**What is asked:** Copy out the data below word for word, changing nothing.
==== Material provided
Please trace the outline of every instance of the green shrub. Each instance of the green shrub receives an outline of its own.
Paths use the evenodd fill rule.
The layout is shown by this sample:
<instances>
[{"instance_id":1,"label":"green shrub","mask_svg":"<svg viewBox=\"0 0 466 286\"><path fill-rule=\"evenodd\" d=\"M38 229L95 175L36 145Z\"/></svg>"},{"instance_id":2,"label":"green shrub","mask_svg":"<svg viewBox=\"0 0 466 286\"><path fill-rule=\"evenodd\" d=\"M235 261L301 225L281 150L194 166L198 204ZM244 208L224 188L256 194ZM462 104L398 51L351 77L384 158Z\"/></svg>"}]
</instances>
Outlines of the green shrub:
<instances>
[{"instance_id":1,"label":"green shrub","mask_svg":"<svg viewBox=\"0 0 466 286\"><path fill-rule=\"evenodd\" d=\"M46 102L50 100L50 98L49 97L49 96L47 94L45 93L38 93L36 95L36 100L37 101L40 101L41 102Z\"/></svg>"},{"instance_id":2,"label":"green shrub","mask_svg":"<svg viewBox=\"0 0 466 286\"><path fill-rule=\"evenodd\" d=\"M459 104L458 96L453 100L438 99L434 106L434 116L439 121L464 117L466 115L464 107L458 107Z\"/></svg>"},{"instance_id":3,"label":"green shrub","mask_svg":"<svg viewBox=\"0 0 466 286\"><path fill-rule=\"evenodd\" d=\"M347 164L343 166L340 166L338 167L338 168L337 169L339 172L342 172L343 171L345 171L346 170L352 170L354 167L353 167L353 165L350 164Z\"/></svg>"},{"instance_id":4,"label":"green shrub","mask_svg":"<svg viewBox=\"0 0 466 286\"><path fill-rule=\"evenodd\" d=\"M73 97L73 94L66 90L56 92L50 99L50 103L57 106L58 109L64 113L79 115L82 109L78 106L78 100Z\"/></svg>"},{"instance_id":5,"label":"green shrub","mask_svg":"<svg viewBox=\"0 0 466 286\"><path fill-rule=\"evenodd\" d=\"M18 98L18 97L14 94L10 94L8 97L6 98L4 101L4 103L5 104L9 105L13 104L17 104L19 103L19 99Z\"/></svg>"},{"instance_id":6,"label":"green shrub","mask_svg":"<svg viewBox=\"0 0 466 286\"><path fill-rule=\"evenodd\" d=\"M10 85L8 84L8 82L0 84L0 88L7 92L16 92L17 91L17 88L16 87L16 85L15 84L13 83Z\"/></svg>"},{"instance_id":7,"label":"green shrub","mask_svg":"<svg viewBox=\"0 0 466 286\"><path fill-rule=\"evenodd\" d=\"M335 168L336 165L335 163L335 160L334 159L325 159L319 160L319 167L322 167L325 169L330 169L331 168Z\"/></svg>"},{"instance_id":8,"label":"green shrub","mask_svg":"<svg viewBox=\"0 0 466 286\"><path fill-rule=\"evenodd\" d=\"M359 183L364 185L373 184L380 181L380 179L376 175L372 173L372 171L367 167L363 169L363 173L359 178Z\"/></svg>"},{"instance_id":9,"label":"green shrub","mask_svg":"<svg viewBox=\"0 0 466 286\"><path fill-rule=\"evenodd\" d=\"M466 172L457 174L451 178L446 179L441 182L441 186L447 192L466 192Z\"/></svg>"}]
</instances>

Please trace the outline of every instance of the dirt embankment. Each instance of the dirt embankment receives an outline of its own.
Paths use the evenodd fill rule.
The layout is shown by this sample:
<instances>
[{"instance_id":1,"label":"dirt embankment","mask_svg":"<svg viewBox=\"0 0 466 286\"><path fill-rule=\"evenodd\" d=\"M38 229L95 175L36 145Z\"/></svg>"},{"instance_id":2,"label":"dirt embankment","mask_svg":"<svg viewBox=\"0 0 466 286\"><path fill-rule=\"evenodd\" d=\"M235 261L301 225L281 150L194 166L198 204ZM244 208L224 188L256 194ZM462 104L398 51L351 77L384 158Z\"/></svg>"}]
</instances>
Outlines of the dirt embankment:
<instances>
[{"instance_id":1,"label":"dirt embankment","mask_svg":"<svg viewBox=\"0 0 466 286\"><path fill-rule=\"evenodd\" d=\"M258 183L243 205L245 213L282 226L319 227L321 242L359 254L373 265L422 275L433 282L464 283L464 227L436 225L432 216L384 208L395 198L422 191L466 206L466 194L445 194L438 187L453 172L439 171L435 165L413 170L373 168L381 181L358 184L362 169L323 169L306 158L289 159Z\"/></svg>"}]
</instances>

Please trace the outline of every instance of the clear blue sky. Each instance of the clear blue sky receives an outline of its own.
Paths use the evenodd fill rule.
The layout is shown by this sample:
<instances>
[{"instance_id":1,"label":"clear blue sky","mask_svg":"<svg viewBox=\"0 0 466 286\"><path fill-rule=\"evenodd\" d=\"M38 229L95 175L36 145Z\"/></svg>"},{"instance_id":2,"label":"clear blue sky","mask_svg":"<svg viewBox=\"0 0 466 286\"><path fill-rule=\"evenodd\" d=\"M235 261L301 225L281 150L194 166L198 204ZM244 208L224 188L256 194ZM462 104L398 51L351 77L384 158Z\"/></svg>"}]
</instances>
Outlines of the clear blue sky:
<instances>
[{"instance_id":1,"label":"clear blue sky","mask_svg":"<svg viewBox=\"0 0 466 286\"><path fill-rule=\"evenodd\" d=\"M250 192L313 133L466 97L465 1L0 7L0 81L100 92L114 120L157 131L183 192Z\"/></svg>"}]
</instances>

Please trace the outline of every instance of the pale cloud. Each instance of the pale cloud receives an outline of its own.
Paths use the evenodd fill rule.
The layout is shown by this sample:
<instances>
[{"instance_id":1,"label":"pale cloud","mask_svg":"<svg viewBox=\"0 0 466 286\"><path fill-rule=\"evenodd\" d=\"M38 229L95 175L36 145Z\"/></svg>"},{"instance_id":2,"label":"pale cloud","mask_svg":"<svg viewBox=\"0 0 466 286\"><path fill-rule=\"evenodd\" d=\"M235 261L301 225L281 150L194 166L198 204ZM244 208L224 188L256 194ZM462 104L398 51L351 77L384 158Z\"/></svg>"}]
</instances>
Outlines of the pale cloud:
========
**Solution below:**
Please trace the outline of every instance of the green shrub. Each instance of the green shrub receives an outline of its own.
Paths use the evenodd fill rule.
The layout is shown by this sample:
<instances>
[{"instance_id":1,"label":"green shrub","mask_svg":"<svg viewBox=\"0 0 466 286\"><path fill-rule=\"evenodd\" d=\"M38 229L95 175L36 145Z\"/></svg>"},{"instance_id":2,"label":"green shrub","mask_svg":"<svg viewBox=\"0 0 466 286\"><path fill-rule=\"evenodd\" d=\"M235 261L301 225L281 150L194 166L198 204ZM244 208L224 188L256 194ZM462 104L398 51L351 77L384 158Z\"/></svg>"}]
</instances>
Outlines of the green shrub:
<instances>
[{"instance_id":1,"label":"green shrub","mask_svg":"<svg viewBox=\"0 0 466 286\"><path fill-rule=\"evenodd\" d=\"M46 102L50 100L50 98L49 97L49 96L47 94L45 93L38 93L36 95L36 100L37 101L40 101L41 102Z\"/></svg>"},{"instance_id":2,"label":"green shrub","mask_svg":"<svg viewBox=\"0 0 466 286\"><path fill-rule=\"evenodd\" d=\"M459 104L458 96L453 100L438 99L434 106L434 116L439 121L464 117L466 115L464 107L458 107Z\"/></svg>"},{"instance_id":3,"label":"green shrub","mask_svg":"<svg viewBox=\"0 0 466 286\"><path fill-rule=\"evenodd\" d=\"M347 164L343 166L340 166L338 167L338 168L337 169L339 172L342 172L343 171L345 171L346 170L352 170L354 167L353 167L353 165L350 164Z\"/></svg>"},{"instance_id":4,"label":"green shrub","mask_svg":"<svg viewBox=\"0 0 466 286\"><path fill-rule=\"evenodd\" d=\"M73 97L73 94L66 90L56 92L50 99L50 103L57 106L58 109L64 113L79 115L82 109L78 106L78 100Z\"/></svg>"},{"instance_id":5,"label":"green shrub","mask_svg":"<svg viewBox=\"0 0 466 286\"><path fill-rule=\"evenodd\" d=\"M18 98L18 97L14 94L10 94L8 97L6 98L4 101L4 103L5 104L9 105L13 104L17 104L19 103L19 99Z\"/></svg>"},{"instance_id":6,"label":"green shrub","mask_svg":"<svg viewBox=\"0 0 466 286\"><path fill-rule=\"evenodd\" d=\"M10 85L8 84L8 82L0 84L0 88L7 92L16 92L17 91L17 88L16 87L16 85L15 84L13 83Z\"/></svg>"},{"instance_id":7,"label":"green shrub","mask_svg":"<svg viewBox=\"0 0 466 286\"><path fill-rule=\"evenodd\" d=\"M335 168L336 165L335 163L335 160L334 159L325 159L319 160L319 167L322 167L325 169L330 169L331 168Z\"/></svg>"},{"instance_id":8,"label":"green shrub","mask_svg":"<svg viewBox=\"0 0 466 286\"><path fill-rule=\"evenodd\" d=\"M359 183L364 185L373 184L380 181L380 179L376 175L372 173L372 171L367 167L363 169L363 173L359 178Z\"/></svg>"},{"instance_id":9,"label":"green shrub","mask_svg":"<svg viewBox=\"0 0 466 286\"><path fill-rule=\"evenodd\" d=\"M466 172L457 174L451 178L446 179L441 182L441 186L447 192L466 192Z\"/></svg>"}]
</instances>

Please trace the outline of every instance of the dirt embankment. Each instance of the dirt embankment receives an outline of its own.
Paths use the evenodd fill rule.
The layout is shown by this sample:
<instances>
[{"instance_id":1,"label":"dirt embankment","mask_svg":"<svg viewBox=\"0 0 466 286\"><path fill-rule=\"evenodd\" d=\"M38 229L95 175L36 145Z\"/></svg>"},{"instance_id":2,"label":"dirt embankment","mask_svg":"<svg viewBox=\"0 0 466 286\"><path fill-rule=\"evenodd\" d=\"M235 261L301 225L281 150L194 166L198 204ZM244 208L224 188L256 194ZM462 104L398 51L351 77L384 158Z\"/></svg>"}]
</instances>
Outlines of the dirt embankment:
<instances>
[{"instance_id":1,"label":"dirt embankment","mask_svg":"<svg viewBox=\"0 0 466 286\"><path fill-rule=\"evenodd\" d=\"M258 183L243 205L245 213L282 226L319 227L321 242L359 254L373 265L422 275L433 282L464 283L464 227L436 225L432 216L384 208L395 198L422 191L466 206L466 194L445 194L438 187L453 172L439 171L435 165L413 170L373 168L381 181L358 184L362 169L323 169L306 158L289 159Z\"/></svg>"}]
</instances>

Please trace the outline of every instance of the clear blue sky. Each instance of the clear blue sky receives an outline of its own.
Paths use the evenodd fill rule.
The layout is shown by this sample:
<instances>
[{"instance_id":1,"label":"clear blue sky","mask_svg":"<svg viewBox=\"0 0 466 286\"><path fill-rule=\"evenodd\" d=\"M38 229L95 175L36 145Z\"/></svg>"},{"instance_id":2,"label":"clear blue sky","mask_svg":"<svg viewBox=\"0 0 466 286\"><path fill-rule=\"evenodd\" d=\"M235 261L301 225L281 150L194 166L198 204ZM244 208L224 188L256 194ZM462 104L398 51L351 77L384 158Z\"/></svg>"}]
</instances>
Outlines of the clear blue sky:
<instances>
[{"instance_id":1,"label":"clear blue sky","mask_svg":"<svg viewBox=\"0 0 466 286\"><path fill-rule=\"evenodd\" d=\"M250 192L313 133L466 97L465 1L0 7L0 81L100 92L114 120L157 131L183 192Z\"/></svg>"}]
</instances>

Please trace the outline of every instance of the pale cloud. Each instance of the pale cloud receives an outline of its own.
Paths use the evenodd fill rule.
The layout is shown by this sample:
<instances>
[{"instance_id":1,"label":"pale cloud","mask_svg":"<svg viewBox=\"0 0 466 286\"><path fill-rule=\"evenodd\" d=\"M38 229L95 175L36 145Z\"/></svg>"},{"instance_id":2,"label":"pale cloud","mask_svg":"<svg viewBox=\"0 0 466 286\"><path fill-rule=\"evenodd\" d=\"M235 261L301 225L281 150L194 166L198 204ZM244 208L224 188L256 194ZM462 104L398 51L351 77L384 158Z\"/></svg>"}]
</instances>
Outlines of the pale cloud:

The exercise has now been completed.